Report every line of the dataset records below that contains the string "clicks", copying each such line in full.

──────── MATERIAL FOR THIS EXERCISE

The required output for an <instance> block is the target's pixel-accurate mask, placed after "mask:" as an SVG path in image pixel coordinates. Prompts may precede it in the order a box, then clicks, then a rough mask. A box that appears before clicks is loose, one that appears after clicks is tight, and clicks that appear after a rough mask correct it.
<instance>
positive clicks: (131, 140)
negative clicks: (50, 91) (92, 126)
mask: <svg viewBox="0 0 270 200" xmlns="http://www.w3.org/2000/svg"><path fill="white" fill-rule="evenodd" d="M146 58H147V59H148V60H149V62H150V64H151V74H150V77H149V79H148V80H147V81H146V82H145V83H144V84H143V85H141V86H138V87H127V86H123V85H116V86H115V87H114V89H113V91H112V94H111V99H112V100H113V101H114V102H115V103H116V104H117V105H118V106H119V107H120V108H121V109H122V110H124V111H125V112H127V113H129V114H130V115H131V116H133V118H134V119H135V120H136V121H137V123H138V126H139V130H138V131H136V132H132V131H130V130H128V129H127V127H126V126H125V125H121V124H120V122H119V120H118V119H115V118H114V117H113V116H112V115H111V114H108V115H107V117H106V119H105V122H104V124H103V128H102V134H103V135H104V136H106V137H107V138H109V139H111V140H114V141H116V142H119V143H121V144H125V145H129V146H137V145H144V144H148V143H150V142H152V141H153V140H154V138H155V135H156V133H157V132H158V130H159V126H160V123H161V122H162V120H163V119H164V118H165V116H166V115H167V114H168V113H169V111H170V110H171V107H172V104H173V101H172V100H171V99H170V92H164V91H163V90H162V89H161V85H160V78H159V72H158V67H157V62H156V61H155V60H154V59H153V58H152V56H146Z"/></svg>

────────────────

» RESULT FOR THIS EXERCISE:
The required output for an <instance> block is the target's pixel-accurate mask, placed after "mask:" as an SVG path in image pixel coordinates. Prompts may precede it in the order a box, then clicks, then a rough mask. A box that appears before clicks is loose, one that appears after clicks is tight, and clicks that appear after a rough mask correct it.
positive clicks: (131, 140)
negative clicks: (50, 91) (92, 126)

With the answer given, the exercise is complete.